YOUR INSTRUCTIONS: Write the records out again, keeping each line exactly as it is.
:: RECORDED INFORMATION ::
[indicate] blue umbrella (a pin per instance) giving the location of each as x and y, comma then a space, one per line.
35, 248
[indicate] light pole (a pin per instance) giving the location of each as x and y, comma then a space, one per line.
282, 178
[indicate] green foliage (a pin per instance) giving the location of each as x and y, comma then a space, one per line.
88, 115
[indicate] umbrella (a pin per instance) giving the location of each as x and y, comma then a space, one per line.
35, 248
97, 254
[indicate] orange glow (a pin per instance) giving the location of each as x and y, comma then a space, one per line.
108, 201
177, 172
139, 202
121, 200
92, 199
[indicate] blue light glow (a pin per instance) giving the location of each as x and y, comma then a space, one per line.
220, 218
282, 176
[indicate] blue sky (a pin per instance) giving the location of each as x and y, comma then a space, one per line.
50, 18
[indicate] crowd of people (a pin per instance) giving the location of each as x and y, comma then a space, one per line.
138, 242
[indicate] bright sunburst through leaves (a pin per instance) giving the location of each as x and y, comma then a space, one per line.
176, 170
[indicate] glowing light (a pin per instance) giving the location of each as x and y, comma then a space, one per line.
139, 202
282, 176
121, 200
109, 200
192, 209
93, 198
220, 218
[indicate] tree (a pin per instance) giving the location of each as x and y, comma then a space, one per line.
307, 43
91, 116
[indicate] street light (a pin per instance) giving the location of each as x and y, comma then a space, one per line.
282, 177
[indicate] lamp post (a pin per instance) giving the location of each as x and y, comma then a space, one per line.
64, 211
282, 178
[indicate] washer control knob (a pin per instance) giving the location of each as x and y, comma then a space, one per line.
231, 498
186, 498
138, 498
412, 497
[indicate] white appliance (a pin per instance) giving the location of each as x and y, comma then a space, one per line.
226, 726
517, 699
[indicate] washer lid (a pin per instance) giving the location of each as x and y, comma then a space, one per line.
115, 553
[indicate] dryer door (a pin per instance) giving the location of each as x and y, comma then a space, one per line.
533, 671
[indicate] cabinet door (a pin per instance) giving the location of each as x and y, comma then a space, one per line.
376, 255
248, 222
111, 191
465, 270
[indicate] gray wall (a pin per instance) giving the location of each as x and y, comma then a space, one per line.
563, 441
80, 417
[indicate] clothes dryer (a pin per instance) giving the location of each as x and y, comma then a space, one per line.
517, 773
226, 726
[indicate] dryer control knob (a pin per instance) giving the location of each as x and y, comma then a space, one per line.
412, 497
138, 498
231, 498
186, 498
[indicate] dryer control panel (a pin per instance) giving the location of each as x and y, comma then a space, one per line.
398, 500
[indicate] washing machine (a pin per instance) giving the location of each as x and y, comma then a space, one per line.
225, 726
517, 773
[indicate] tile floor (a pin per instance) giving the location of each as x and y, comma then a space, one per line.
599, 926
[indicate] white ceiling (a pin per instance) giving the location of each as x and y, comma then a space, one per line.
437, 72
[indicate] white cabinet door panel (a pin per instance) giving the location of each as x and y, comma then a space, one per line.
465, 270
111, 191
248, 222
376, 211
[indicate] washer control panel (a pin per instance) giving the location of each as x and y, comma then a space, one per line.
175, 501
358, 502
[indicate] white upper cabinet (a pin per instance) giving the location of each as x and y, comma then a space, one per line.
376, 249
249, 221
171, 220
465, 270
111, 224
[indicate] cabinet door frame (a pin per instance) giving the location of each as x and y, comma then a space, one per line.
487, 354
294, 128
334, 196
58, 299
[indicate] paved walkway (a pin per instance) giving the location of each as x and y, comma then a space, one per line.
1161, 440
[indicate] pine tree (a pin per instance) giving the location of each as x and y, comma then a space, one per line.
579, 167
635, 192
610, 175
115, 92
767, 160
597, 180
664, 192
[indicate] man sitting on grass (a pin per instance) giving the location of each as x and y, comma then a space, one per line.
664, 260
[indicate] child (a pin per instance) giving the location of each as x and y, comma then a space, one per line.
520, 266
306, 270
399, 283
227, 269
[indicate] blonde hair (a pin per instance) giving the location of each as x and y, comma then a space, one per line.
:::
EXERCISE RESULT:
[indicate] blue umbrella (a pin per instance) giving the location of each as x and y, comma then a space, one per line.
35, 248
[indicate] light pole (a pin per instance) giving the location of each as x and y, comma then a space, one per line.
282, 178
[indicate] green foliage (a pin per instance) giving the location of each as x and y, comma then a space, one per line.
88, 115
[indicate] umbrella (a pin per instance) giving the location of each as x and y, comma then a space, one per line.
35, 248
97, 254
[indicate] orange glow (a pin per instance) giving the location of each as x and y, comma then a space, one per line.
108, 201
177, 172
139, 202
121, 200
92, 199
[indicate] blue light glow (a pin per instance) giving the location of each as x and y, comma then a space, one per line.
220, 218
282, 176
[indicate] blue sky (a pin per instance) giving the location of each as x and y, comma then a space, one per line.
50, 18
[indicate] crowd of people (a pin per instance) giving the location of each as x and y, comma then a space, one per line.
138, 242
[indicate] bright sunburst through leaves (a pin per instance) giving the location of each as x and y, comma then a space, one per line.
176, 170
[indicate] glowing light (a pin per instance) giving the location of each as x and y, comma then a space, one per line.
139, 202
282, 176
121, 200
109, 200
192, 209
93, 198
220, 218
[indicate] tree (a pin per instance) giving the location of each as x and y, comma then a space, one per line.
307, 43
91, 116
[indicate] street light (a pin per instance) giving the location of each as x and y, comma then a space, one per line.
282, 177
[indicate] lamp post (a pin per instance) giving the location of each as x and y, comma then a space, one per line.
64, 211
282, 178
[indicate] washer control knob (a pin per instance) giving the location of each as x and y, comma then a space, one per line.
231, 498
186, 498
138, 498
412, 497
[indicate] white appliance (a pin per instance) giving the location of each as x and y, comma then a space, one per line.
226, 726
517, 699
[indicate] washer lid (a pin per instance) giving the location of each as x and y, comma then a space, one per line.
115, 553
[indicate] dryer door (a pin per instance) giving the location of each as x and y, comma then a space, one per line.
533, 671
[indicate] cabinet door (a pin per instance) giving the location of each as x and y, comma then a space, one per line.
376, 255
248, 222
111, 191
465, 270
[indicate] gray wall (a pin per instance) giving the location of each as x and y, comma then a space, one per line.
563, 441
80, 417
[indicate] clothes dryer (a pin per instance) giving the location of each as x and y, comma then a space, one per line.
517, 773
226, 726
[indicate] dryer control knob (a pin per instance) giving the location of each as x and y, comma then a space, one per line.
412, 497
138, 498
231, 498
186, 498
[indicate] dryer control panel (a pin per instance) giving the location of each as x and y, comma then a space, one per line.
398, 500
[indicate] washing machine (a pin per instance) giving the location of each as x and y, comma then a space, one per line.
225, 726
517, 773
[indicate] tile floor (a pin per instance) giving the location of each as x and y, comma then a space, one per line.
599, 926
[indicate] white ceiling (a pin per instance) giving the location of each as x and y, comma then a space, one per line.
437, 72
[indicate] white cabinet door panel (a pin per instance) giving the location of each as x and y, comma then a space, one per line.
465, 270
111, 191
248, 222
376, 211
[indicate] washer control panel (a pin per instance) giving the location of each as x and y, comma then a space, one per line.
175, 501
358, 502
[indicate] white upper cabinet (a pin per instance) giving the location of each as x and y, comma then a space, one per line.
376, 249
249, 221
171, 220
465, 270
111, 224
[indicate] cabinet door frame (a pin per instance) giving the location of each as x and y, comma then a space, one per line.
487, 354
294, 128
334, 196
58, 299
[indicate] paved walkway (a pin per instance) giving the location of each as x and y, comma then a space, one per line.
1161, 440
[indicate] pine tree (a pin per instance) giving the location of each as x and y, comma then a space, one per line.
579, 167
635, 192
610, 175
115, 92
767, 160
597, 180
664, 192
[indicate] man sitting on grass (a pin per instance) giving the location of each as x and y, comma then a space, one per line.
664, 260
[indicate] child (a pin per instance) giving the location of each as x and y, comma then a space, one per line.
520, 266
306, 270
399, 283
227, 269
[indicate] blonde hair (a pin per instance) giving the location of each as x and y, comma then a space, one per line.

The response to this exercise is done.